Last time I was in your position I used a product called jflex.

Java's regex doesn't provide the traditional O(N log M) performance guarantees of true regular expression engines (for input strings of length N, and patterns of length M). Instead it inherits from its perl roots exponential time for some patterns. Unfortunately these pathological patterns, while rare in normal use, are all too common when combining regexes as you propose to do (I can attest to this from personal experience).

Consequently, my advice is to either:

a) pre-compile your patterns as "static final Pattern" constants, so they will be initialized once during [cinit]; or

b) switch to a lexer package such as jflex, which will provide a more declarative, and far more readable, syntax to approach this sort of cascading/sequential regex processing; and

c) seriously consider using a parser generator package. My current favourite is Beaver, but CUP is also a good option. Both of these are excellent tools and I highly recommend both of them, and as they both sit on top of jflex you can add them as/when you need them.

That being said, if you haven't used a parser-generator before and you are in a hurry, it will be easier to get up to speed with JavaCC. Not as powerful as Beaver/CUP but its parsing model is easier to understand.

Whatever you do, please don't use Antlr. It is very fashionable, and has great cheerleaders, but its online documentation sucks, its syntax is awkward, its performance is poor, and its scannerless design makes several common simple cases painful to handle. You would be better off using an abomination like sablecc(v1).

Note: Yes I have used everything I have mentioned above, and more besides; so this advice comes from personal experience.

Recurse
Thanks for the list of tools, and the tip on static final -- I am definitely going to make sure to do that.
Noah_R-C

▸ TASK TO COMPLETE
Render this sentence from the thread excerpt above in French: "Java's regex doesn't provide the traditional O(N log M) performance guarantees of true regular expression engines (for input strings of length N, and patterns of length M)."

▸ SUPPLIED INFORMATION
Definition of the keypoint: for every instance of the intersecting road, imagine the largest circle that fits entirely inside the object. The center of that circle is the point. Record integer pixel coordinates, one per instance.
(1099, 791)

▸ TASK SOLUTION
Les expressions régulières de Java n'offrent pas les garanties de performance traditionnelles en O(N log M) des véritables moteurs d'expressions régulières (pour des chaînes d'entrée de longueur N et des motifs de longueur M).